Altnets (alternative networks) now run fibre past nearly 1 million premises in the UK and are aiming to pass over 14 million homes and businesses (50% of the UK’s population) by 2025. At that point the altnets expect to have 4.8 million live connections.

That’s according to a new report produced by the Independent Networks Cooperative Association (INCA) and Point Topic which claims the 1 million fibre passes is nearly twice the number of premises currently reached with fibre by BT’s Openreach.

The report also estimates that altnets with Fixed Wireless Access networks can reach up to a further two million premises, mainly in rural areas.

The UK government is happy.  Digital and Culture Minister Magot James says "It's fantastic to see the growth of the new companies building fibre and wireless networks. We're creating the right environment to stimulate industry investment, and I'm delighted by the altnets' ambitious plans to reach millions more homes and businesses over the next few years. We are also supporting these goals through government investment in new fibre networks, 5G projects and by removing business rates for new fibre deployment for 5 years."

Region annotation entries:
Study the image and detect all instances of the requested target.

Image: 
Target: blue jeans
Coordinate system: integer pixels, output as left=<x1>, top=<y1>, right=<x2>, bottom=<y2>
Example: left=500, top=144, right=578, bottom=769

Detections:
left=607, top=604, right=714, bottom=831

==

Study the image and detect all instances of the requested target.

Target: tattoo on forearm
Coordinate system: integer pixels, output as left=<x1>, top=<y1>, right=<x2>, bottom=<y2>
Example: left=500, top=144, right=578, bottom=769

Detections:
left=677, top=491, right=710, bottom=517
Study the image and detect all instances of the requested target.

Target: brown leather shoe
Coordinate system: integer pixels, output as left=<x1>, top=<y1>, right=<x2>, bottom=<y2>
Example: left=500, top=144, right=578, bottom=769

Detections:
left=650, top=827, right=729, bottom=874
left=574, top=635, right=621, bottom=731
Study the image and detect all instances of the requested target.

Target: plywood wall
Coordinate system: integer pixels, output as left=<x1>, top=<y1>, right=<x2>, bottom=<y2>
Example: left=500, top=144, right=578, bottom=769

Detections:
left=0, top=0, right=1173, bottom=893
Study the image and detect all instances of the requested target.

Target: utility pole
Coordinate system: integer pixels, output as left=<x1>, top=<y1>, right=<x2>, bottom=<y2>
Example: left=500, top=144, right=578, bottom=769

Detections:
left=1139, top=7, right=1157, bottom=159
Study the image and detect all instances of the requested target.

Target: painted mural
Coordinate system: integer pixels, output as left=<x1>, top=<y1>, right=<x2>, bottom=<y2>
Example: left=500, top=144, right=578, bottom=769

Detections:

What to produce: Continue the article on UK altnet fibre rollout, picking up after its final sentence.

Written response:
According to INCA’s CEO Malcolm Corbett. “The investment and competitive dynamic [the altnets] have introduced mean that we will get ultrafast full fibre networks and high-speed wireless broadband much faster than simply relying on the incumbent. Government support for the sector is tremendously helpful and with continued support altnets can speed up the deployment of new networks and services.”

Of course a lot can happen in seven years, so the 2025 projections must be treated with caution. In particular, it’s uncertain how much of the broadband access market, particularly the business market, will be affected by the arrival of 5G. Some of the more bullish 5G enthusiasts expect that the new network services aimed at specific vertical business and industrial sectors, will grab a large market share. Part of the wireless operators’ offerings will involve deploying fixed radio links (radio fibre, it’s sometimes called) and this must have an impact for the fibre builders.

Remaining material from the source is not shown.